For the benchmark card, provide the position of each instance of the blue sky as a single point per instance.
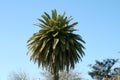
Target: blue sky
(99, 26)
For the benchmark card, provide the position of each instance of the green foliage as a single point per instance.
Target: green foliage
(103, 69)
(64, 75)
(55, 46)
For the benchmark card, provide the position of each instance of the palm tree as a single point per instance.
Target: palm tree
(55, 47)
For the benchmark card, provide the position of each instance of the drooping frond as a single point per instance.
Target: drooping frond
(55, 46)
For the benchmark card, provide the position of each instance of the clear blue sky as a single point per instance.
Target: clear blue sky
(99, 25)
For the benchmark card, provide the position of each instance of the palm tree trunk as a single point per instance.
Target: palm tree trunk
(56, 76)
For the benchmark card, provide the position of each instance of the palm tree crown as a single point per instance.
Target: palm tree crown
(55, 46)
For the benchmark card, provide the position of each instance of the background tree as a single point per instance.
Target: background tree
(55, 46)
(18, 76)
(64, 75)
(103, 69)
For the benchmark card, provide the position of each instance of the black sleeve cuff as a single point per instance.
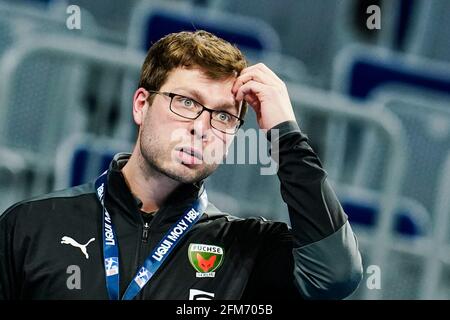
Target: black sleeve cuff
(284, 128)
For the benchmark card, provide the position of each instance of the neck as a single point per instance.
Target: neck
(151, 187)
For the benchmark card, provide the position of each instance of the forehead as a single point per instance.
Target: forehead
(195, 80)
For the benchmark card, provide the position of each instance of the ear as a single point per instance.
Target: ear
(140, 105)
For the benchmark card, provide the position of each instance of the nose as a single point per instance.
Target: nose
(201, 125)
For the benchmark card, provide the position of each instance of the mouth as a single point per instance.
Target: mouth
(189, 155)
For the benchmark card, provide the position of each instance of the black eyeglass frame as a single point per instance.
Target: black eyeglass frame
(171, 95)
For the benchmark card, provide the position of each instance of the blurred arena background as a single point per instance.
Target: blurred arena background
(374, 102)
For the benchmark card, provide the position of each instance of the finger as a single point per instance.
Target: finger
(262, 68)
(252, 100)
(256, 75)
(250, 87)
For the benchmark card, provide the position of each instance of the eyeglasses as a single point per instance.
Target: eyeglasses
(188, 108)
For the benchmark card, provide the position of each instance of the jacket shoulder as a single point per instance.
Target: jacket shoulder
(43, 200)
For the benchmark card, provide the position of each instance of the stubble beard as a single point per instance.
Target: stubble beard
(155, 155)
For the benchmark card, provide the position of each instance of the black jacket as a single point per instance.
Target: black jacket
(318, 258)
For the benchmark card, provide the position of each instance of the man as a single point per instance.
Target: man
(145, 229)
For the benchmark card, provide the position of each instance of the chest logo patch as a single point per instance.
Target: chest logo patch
(73, 243)
(205, 259)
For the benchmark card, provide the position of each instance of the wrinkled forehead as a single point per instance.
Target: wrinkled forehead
(196, 84)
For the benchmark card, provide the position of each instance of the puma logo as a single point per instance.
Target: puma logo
(82, 247)
(205, 264)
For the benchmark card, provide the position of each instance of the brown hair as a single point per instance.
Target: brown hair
(218, 58)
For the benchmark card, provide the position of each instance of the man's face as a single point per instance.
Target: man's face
(168, 140)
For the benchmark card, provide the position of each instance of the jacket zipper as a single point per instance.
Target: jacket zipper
(145, 232)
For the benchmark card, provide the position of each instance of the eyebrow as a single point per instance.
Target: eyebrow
(197, 95)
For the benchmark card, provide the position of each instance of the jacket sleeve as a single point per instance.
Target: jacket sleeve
(327, 262)
(8, 285)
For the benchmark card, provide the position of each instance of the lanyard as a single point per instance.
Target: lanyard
(155, 259)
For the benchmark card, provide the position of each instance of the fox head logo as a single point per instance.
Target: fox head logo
(205, 264)
(205, 258)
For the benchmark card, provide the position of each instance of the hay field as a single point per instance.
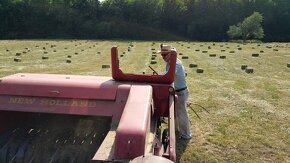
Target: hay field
(249, 118)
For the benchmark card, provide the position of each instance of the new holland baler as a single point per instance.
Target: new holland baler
(74, 118)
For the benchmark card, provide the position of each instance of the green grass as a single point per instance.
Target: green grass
(249, 118)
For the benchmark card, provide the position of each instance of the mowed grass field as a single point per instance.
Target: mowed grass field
(249, 119)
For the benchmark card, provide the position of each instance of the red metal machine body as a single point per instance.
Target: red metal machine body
(134, 102)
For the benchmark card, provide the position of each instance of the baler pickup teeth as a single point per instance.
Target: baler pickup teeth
(54, 138)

EXERCISE PROMPT:
Put the data from the line containing "lanyard as a single point per instance." through the end of the data, inclusive, into a two-column CSV with the headers input and output, giving one row for each text-and-answer pair. Place each value in a single quoted field with line breaks replaced by spaces, and leave out the pictures.

TASK ANSWER:
input,output
"For the benchmark card, provide the position of each instance of the lanyard as a single point per instance. Target: lanyard","(155, 259)"
"For the benchmark card, provide the position of each instance of the fox head logo as a single point per instance. Target: fox head logo","(205, 264) (205, 258)"
"For the benchmark card, provide the position of each instance of the hay field as a single point per instance. Target: hay field","(249, 118)"
"For the benchmark card, provide the position of each instance of the new holland baler as a single point per instance. Target: new holland baler","(74, 118)"
"For the benchmark card, provide the position of each instance of the green grass as a single point per instance. Target: green grass","(249, 118)"
"For the benchmark card, provide the position of each instance of the mowed grass field as a single point per instance. Target: mowed grass field","(249, 119)"
"For the benchmark card, provide the position of each instance of the red metal machine body as a single point per instance. Target: red metal machine body","(134, 102)"
"For the benchmark card, provide the position of each instance of the baler pickup teeth as a single point per instance. Target: baler pickup teeth","(54, 138)"